- Exercise
Could you write out every line of the listing below as a JSON array of strings, one string per line, with blank lines skipped and the pictures left out?
+--
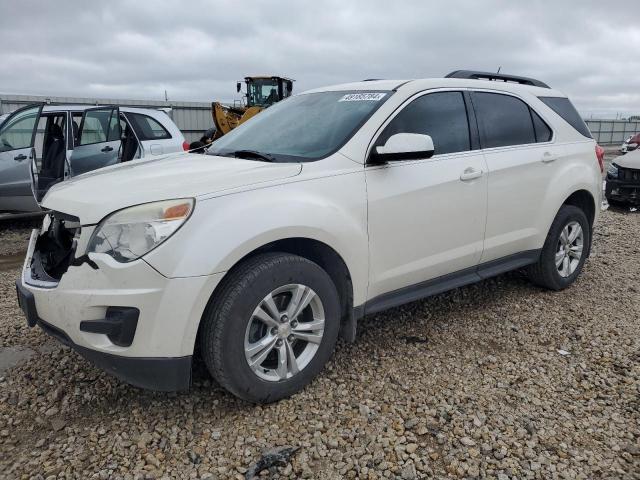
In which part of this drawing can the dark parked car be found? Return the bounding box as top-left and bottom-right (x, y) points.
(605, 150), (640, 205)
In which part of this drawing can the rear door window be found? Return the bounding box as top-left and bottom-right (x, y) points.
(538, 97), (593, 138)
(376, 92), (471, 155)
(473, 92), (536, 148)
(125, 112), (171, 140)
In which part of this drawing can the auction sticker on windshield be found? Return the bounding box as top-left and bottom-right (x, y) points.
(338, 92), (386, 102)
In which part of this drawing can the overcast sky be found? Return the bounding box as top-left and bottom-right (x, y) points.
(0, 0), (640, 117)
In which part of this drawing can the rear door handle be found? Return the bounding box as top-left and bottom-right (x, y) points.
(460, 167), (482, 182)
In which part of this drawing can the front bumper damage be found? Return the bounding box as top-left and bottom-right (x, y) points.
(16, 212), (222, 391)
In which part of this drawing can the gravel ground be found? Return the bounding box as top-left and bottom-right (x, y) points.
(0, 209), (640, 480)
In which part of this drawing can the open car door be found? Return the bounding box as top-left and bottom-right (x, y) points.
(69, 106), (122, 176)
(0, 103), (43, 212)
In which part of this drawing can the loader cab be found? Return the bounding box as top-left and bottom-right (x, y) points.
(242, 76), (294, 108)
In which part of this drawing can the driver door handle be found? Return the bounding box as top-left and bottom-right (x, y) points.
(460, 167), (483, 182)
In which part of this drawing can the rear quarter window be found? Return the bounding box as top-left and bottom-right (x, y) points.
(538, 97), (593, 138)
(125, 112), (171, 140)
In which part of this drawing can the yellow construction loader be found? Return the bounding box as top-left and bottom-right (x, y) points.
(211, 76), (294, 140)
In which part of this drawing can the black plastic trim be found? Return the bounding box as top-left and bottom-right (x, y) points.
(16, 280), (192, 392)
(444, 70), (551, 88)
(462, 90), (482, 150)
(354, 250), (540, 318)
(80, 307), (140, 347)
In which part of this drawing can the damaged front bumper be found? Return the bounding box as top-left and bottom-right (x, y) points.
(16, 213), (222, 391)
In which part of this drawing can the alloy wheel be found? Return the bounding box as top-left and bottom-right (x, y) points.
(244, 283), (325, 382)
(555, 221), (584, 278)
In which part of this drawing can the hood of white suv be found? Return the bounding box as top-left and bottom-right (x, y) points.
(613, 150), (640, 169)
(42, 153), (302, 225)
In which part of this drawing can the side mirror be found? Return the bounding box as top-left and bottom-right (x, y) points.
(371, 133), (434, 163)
+--
- Output below
[
  "In which part of this drawing can the dark parked car be found? Return the bounding box as top-left and bottom-right (x, y) points.",
  "(605, 150), (640, 205)",
  "In which part of this drawing can the rear door window be found? Return the bounding box as top-left and bottom-right (x, y) points.",
  "(538, 97), (593, 138)",
  "(376, 92), (471, 155)",
  "(473, 92), (536, 148)",
  "(125, 112), (171, 140)",
  "In which part of this drawing can the auction sticker on windshield be found? Return the bounding box as top-left and bottom-right (x, y) points.",
  "(338, 92), (386, 102)",
  "In which part of this drawing can the overcast sky be found? Return the bounding box as top-left and bottom-right (x, y) points.",
  "(0, 0), (640, 117)",
  "In which part of this drawing can the rear door handle be found? Return the bounding box as top-left and bottom-right (x, y) points.",
  "(460, 167), (482, 182)",
  "In which part of this drawing can the front bumper damage be found? Return the bounding box as top-left and bottom-right (x, y) points.",
  "(16, 212), (222, 391)",
  "In which part of this drawing can the gravel ground be found? Return the bounding box as top-left and bottom-right (x, y) points.",
  "(0, 209), (640, 480)",
  "In which part of this drawing can the open car door be found? Return the bounding box as top-left and bottom-right (x, y) points.",
  "(69, 106), (122, 176)",
  "(0, 103), (43, 212)",
  "In which part of this drawing can the loader cab be found? Return the bounding box as top-left and bottom-right (x, y) points.",
  "(242, 76), (294, 108)",
  "In which part of this drawing can the driver door handle be found? Return the bounding box as top-left and bottom-right (x, y) points.",
  "(460, 167), (483, 182)",
  "In which part of this drawing can the rear quarter window be found? Return the bounding box as top-left and bottom-right (x, y) points.",
  "(538, 97), (593, 138)",
  "(125, 112), (171, 140)",
  "In which part of this drawing can the yellow construction loader be found? Return the bounding box as top-left and bottom-right (x, y) points.",
  "(211, 76), (294, 140)",
  "In which part of this drawing can the black plastic trim be found? Return the bounding box as top-left and bottom-right (x, y) points.",
  "(16, 280), (192, 392)",
  "(444, 70), (551, 88)",
  "(462, 90), (482, 150)",
  "(354, 250), (540, 318)",
  "(80, 307), (140, 347)",
  "In which part of this drawing can the damaged front bumper be found? Return the bounding box as top-left and bottom-right (x, y) points.",
  "(16, 213), (222, 391)",
  "In which part of this drawing can the alloy wheel be found? Return the bounding box as top-left and bottom-right (x, y) points.",
  "(244, 283), (325, 382)",
  "(555, 221), (584, 278)",
  "In which part of this drawing can the hood of white suv be found? Return the bounding box as top-left and bottom-right (x, y) points.",
  "(613, 150), (640, 169)",
  "(42, 153), (302, 225)",
  "In which part of this drawing can the side mirror be found? Return the bounding box as top-left and bottom-right (x, y) points.",
  "(371, 133), (434, 163)"
]